_Request_:
Edit the part that opens with the line containing "point: brown ankle" and closes with the line containing "point: microphone cable" by changing "tiled floor" to "carpeted floor" and leaving everything else unchanged. Return only those lines.

_Named object pointing entries_:

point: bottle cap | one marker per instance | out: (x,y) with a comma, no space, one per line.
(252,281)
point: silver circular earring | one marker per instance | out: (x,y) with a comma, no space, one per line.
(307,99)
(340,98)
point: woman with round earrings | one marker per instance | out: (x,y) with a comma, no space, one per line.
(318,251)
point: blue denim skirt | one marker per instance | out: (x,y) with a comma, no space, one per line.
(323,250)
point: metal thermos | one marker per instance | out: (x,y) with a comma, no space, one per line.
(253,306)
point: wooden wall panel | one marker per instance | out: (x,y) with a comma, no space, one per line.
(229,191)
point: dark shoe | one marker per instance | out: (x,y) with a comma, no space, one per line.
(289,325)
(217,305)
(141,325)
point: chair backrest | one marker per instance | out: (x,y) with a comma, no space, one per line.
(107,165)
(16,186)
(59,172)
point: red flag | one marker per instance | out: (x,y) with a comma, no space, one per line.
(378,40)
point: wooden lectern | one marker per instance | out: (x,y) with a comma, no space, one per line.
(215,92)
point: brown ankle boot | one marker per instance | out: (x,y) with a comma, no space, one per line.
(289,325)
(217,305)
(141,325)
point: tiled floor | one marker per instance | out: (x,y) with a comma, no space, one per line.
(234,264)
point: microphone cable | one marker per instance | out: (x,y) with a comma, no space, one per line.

--

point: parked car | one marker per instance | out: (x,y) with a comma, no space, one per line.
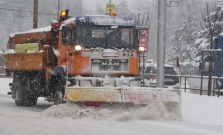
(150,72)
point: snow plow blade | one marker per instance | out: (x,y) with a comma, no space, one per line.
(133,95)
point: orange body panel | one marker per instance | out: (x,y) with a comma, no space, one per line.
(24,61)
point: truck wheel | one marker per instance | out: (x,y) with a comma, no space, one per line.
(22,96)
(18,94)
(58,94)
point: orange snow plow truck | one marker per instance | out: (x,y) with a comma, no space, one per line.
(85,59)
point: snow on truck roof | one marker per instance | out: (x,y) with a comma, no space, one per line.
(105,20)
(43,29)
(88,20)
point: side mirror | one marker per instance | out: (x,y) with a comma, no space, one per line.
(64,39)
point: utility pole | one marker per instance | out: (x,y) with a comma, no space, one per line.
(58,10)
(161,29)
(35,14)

_Answer for this exercise_:
point: brown ankle boot | one marker per instance | out: (x,y) with a comma, no space, one per line.
(289,325)
(217,305)
(141,325)
point: carpeted floor | one marker per instance | out: (x,y) with a comma, no space, one per line.
(234,264)
point: microphone cable | one marker per instance | out: (x,y) with a comma, no space, one per line.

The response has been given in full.